Activity list:
1. Copy everything in the childbirth essay from "But fate had" down to "it. Not good!".
2. Write what follows in the childbirth essay, picking up after its final sentence.

Text passage:
------------------------------------------------------------------------

A Life That Nearly Wasn't

at 11:43 PM
Save ArticleSave Article

Failed to save article

Please try again

This article is more than 6 years old.

We all have significant life passages -- births, deaths, graduations, marriages, divorces, lost jobs, new jobs. The one constant is change.

About 30 years ago my wife was just about to give birth after we successfully completed the Bradley method. We had our midwife and our backup doctor and thought the only decision we had left was what kind of music to listen to while she's relaxing in the bathtub. In short, we were well prepared.

But fate had other things in mind. Unbeknownst to us, my wife had pregnancy toxemia or preeclampsia. This is about the only condition in the modern United States where middle class women can lose their lives while giving birth. Blood pressure of the mother can become dangerously high and in the last month of pregnancy instead of putting on weight the baby is losing it. Not good!

------------------------------------------------------------------------

(Region pointing data)
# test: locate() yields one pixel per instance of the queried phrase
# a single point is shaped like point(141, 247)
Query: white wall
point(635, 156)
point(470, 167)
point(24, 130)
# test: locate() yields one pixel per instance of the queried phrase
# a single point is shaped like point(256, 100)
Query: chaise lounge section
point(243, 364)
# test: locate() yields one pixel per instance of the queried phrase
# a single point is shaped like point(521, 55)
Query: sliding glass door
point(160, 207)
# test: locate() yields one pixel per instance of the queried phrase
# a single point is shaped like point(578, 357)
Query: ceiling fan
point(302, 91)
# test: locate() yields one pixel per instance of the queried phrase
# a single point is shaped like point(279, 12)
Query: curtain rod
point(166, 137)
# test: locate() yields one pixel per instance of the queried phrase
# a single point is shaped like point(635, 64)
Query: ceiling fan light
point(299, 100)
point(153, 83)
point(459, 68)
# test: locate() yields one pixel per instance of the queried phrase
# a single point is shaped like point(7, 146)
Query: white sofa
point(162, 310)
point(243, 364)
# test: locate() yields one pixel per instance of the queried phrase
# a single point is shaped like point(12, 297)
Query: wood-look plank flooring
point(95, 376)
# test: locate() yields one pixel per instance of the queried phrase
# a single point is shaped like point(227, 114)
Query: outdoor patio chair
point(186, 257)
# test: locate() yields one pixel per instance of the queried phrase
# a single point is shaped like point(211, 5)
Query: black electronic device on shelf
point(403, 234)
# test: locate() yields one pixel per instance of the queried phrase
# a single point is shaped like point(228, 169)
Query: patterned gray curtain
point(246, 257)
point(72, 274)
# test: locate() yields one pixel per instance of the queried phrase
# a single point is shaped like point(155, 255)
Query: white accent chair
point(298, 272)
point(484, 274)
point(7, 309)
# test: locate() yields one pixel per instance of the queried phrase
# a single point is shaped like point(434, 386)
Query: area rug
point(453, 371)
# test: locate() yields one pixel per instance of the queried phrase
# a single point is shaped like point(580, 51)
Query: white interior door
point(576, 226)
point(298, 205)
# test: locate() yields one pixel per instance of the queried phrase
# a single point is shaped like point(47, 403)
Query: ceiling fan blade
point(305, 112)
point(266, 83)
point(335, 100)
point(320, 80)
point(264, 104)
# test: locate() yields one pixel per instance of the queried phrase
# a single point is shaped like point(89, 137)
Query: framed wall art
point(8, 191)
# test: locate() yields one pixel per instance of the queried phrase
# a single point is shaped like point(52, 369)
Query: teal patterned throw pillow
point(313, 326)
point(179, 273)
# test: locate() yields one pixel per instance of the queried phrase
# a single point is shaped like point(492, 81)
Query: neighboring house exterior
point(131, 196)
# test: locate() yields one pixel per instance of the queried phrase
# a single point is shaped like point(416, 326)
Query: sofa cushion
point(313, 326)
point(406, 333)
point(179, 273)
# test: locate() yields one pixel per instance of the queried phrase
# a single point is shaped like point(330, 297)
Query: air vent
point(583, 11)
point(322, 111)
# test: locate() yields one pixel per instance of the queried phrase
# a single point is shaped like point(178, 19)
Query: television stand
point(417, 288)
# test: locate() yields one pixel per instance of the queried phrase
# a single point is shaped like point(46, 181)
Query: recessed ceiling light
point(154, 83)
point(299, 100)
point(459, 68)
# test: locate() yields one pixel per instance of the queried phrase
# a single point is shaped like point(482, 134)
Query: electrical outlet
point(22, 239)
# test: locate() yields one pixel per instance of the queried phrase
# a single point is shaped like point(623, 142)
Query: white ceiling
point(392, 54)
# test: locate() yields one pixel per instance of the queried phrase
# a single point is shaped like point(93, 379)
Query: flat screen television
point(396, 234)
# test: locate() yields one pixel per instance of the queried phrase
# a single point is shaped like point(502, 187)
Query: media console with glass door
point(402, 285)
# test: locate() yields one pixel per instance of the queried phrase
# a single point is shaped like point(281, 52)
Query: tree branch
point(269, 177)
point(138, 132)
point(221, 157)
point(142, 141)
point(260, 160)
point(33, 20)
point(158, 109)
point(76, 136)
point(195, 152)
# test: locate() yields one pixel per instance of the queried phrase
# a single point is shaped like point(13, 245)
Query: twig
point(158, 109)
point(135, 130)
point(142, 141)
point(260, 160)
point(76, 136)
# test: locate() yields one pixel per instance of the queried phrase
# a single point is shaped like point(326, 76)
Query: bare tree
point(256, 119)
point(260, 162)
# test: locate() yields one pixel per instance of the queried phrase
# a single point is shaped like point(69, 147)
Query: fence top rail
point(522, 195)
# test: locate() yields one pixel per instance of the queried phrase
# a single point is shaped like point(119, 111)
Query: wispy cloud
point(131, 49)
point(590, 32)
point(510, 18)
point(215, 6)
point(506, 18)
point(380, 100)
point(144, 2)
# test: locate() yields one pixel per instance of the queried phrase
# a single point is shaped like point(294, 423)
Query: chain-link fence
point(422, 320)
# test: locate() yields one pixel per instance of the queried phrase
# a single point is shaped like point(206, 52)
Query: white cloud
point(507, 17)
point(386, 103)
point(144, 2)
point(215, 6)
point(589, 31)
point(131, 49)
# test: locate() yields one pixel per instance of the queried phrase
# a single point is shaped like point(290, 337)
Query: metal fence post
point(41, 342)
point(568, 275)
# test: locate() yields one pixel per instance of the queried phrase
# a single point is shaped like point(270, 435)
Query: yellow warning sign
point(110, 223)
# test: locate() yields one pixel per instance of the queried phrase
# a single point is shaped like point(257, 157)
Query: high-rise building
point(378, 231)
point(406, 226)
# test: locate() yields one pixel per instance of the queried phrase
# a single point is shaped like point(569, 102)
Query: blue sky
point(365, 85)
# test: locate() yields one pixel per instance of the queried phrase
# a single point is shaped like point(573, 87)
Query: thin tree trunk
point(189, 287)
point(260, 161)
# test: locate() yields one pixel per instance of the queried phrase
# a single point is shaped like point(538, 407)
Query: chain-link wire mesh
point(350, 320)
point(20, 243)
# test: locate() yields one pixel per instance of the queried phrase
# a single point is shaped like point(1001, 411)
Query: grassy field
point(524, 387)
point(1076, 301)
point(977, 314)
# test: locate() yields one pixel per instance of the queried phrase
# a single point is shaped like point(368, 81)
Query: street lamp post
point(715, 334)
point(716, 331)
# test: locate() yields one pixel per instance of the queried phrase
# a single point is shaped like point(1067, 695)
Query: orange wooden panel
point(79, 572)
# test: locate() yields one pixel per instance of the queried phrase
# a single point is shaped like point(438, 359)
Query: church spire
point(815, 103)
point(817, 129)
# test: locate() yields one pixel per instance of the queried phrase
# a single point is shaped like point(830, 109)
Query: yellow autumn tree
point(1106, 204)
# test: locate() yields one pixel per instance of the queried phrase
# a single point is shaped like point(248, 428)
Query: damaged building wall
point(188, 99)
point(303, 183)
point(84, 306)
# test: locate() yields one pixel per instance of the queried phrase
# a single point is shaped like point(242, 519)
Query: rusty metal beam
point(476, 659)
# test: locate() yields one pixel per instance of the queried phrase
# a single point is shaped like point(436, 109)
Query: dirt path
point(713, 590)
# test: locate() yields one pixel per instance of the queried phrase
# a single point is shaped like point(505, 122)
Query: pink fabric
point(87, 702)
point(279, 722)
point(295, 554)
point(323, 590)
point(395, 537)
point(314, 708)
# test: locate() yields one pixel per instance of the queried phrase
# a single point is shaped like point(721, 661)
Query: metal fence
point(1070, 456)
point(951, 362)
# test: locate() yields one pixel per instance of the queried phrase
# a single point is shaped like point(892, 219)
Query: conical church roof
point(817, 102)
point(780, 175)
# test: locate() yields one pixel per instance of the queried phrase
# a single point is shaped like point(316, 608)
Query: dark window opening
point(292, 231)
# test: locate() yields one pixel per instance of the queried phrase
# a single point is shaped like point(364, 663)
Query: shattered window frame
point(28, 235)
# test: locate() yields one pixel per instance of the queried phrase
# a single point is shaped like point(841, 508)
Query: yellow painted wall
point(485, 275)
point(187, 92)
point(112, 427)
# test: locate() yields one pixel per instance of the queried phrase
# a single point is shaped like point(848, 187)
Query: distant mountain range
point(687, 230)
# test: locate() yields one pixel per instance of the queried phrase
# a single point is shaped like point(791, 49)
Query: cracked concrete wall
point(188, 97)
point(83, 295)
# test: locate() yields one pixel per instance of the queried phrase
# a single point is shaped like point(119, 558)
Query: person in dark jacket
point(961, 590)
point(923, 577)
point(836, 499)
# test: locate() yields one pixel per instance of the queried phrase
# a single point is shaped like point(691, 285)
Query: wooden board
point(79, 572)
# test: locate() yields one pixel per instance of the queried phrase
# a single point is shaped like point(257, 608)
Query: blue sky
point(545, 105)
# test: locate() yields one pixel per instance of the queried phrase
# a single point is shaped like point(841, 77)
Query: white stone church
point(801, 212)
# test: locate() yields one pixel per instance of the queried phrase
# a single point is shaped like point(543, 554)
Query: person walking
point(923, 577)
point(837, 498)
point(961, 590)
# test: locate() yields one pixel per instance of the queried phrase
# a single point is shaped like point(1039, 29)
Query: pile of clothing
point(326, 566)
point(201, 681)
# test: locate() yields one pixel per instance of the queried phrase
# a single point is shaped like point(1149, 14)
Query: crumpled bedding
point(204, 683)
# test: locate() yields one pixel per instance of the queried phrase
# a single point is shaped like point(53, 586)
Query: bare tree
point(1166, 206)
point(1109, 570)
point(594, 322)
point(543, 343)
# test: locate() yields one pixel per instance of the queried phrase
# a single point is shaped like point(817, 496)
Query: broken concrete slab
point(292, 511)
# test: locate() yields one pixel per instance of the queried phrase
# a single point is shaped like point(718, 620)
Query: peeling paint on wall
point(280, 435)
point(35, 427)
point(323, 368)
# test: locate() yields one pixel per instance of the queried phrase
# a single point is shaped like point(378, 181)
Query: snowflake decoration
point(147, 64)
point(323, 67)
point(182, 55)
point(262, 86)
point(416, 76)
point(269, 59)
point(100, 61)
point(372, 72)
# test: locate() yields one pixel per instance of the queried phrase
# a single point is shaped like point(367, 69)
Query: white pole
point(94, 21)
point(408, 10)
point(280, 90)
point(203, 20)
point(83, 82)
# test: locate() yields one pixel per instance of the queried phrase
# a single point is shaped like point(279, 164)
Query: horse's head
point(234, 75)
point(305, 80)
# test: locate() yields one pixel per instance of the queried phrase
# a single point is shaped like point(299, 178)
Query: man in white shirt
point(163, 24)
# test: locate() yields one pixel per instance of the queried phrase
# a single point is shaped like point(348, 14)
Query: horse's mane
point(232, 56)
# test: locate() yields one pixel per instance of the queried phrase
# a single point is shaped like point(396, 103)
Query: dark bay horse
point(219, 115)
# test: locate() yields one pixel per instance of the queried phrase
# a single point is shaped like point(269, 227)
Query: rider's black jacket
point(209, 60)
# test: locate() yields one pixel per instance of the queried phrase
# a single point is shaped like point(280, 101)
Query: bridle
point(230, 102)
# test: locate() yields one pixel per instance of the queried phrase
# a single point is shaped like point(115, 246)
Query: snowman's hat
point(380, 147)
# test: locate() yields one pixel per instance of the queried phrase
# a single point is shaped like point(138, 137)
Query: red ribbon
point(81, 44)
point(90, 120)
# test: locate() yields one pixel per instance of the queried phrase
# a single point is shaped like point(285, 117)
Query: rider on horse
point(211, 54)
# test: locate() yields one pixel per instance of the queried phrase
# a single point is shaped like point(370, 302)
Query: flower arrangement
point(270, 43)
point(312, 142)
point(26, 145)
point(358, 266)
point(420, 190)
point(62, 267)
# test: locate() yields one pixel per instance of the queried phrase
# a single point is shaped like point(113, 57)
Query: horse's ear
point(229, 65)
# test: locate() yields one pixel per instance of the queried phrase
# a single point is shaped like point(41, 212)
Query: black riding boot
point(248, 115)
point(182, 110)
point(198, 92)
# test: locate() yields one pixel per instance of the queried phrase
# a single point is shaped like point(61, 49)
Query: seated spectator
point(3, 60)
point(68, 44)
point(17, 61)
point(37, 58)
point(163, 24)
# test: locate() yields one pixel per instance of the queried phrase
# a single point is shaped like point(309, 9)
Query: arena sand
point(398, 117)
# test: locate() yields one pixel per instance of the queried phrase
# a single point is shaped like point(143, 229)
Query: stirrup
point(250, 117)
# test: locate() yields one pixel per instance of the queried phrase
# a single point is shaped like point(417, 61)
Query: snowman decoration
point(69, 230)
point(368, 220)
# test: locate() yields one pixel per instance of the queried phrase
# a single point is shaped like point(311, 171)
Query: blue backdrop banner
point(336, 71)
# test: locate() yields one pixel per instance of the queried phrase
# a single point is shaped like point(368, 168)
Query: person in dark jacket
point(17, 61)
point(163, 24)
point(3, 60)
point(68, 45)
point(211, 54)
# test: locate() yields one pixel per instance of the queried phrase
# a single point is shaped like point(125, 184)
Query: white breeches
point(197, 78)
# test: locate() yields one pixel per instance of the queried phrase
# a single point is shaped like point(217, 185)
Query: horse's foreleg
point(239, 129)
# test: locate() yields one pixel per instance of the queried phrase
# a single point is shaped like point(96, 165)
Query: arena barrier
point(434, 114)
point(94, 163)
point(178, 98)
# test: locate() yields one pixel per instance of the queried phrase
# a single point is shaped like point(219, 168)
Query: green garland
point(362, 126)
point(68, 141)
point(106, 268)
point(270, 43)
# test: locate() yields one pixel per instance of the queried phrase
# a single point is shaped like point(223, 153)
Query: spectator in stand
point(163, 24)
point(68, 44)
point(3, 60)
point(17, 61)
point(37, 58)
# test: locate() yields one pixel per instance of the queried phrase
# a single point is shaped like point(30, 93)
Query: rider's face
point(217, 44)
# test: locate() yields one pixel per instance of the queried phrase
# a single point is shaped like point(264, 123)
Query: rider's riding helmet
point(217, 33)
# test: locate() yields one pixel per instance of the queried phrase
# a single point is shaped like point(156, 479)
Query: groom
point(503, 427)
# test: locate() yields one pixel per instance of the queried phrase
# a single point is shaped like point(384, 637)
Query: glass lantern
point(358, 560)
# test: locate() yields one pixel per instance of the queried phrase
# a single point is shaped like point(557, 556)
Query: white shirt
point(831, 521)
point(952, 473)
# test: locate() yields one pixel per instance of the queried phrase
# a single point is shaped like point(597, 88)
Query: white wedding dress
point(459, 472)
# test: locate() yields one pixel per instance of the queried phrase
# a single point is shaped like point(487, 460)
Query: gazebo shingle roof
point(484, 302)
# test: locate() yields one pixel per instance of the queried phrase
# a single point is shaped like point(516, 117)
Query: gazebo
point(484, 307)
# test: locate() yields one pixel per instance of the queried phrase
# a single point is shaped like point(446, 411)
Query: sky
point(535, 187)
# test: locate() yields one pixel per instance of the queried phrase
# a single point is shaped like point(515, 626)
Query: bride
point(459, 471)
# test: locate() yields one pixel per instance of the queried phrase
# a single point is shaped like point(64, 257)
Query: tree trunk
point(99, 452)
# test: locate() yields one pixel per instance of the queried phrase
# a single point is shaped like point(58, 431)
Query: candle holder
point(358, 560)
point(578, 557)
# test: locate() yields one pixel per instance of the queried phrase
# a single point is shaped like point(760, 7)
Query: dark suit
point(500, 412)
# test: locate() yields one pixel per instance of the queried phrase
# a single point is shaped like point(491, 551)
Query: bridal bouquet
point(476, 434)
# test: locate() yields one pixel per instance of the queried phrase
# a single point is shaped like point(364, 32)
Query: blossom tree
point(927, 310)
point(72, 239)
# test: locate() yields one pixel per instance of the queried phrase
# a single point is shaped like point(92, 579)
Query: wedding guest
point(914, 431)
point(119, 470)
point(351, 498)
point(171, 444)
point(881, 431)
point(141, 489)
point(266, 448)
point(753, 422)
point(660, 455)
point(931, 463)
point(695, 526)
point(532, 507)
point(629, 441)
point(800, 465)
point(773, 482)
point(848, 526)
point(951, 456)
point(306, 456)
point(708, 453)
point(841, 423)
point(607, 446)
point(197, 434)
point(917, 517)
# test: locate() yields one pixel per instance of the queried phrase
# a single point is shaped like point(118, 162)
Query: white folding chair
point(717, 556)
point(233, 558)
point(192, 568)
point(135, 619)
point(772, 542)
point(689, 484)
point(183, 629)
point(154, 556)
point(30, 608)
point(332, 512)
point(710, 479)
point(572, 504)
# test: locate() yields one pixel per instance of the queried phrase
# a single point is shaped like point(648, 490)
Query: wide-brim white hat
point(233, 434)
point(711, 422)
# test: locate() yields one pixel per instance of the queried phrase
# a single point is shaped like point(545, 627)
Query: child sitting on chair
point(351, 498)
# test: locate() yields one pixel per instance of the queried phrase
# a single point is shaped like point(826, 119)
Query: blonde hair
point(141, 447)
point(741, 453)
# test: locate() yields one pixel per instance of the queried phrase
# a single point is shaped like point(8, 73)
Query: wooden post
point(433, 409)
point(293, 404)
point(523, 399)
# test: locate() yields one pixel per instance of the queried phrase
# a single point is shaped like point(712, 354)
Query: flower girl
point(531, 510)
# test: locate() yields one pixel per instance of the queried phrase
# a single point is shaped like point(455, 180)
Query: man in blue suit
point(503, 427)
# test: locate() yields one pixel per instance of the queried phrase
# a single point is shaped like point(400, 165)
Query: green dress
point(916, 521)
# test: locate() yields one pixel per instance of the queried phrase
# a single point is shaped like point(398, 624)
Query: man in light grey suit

------------------------------------------------------------------------

Results:
1.
But fate had other things in mind. Unbeknownst to us, my wife had pregnancy toxemia or preeclampsia. This is about the only condition in the modern United States where middle class women can lose their lives while giving birth. Blood pressure of the mother can become dangerously high and in the last month of pregnancy instead of putting on weight the baby is losing it. Not good!

2.
Instead of listening to gentle music and breathing together with the midwife; it was high drama at Marin General Hospital. Surrounded by doctors, nurses and sophisticated medical equipment, I've never been so focused in all my life. The extremely dangerous, skyrocketing blood pressure in my wife was coupled with threatening low oxygen levels in the baby. But thankfully after a relatively quick labor, I welcomed my son into the world. He had swallowed amniotic fluid and his own feces. He was jaundiced, very yellow. He was normal length but nothing but skin and bones. His ribs were sticking out. His cry was weak and plaintive. But we did not care. He was the most beautiful being we had ever seen. And my wife's blood pressure was back to normal.

We brought Hunter home to Muir Beach where to our good fortune a Tibetan high lama happened to be staying at our home. We were spiritual but not particularly religious, so we figured any port in a storm and our son received a special blessing from this holy man. And I guess it worked: Hunter grew into a healthy child and now a strapping young man.


He turned 30 yesterday and he is getting married tomorrow. For his mother and me, this common rite of passage will have special meaning, of a life that nearly wasn't and all the wonderful changes that brought him to this beautiful day.

This is Michael Ellis with a Perspective.

Michael Ellis is a naturalist who leads tours throughout the world. He lives in Santa Rosa.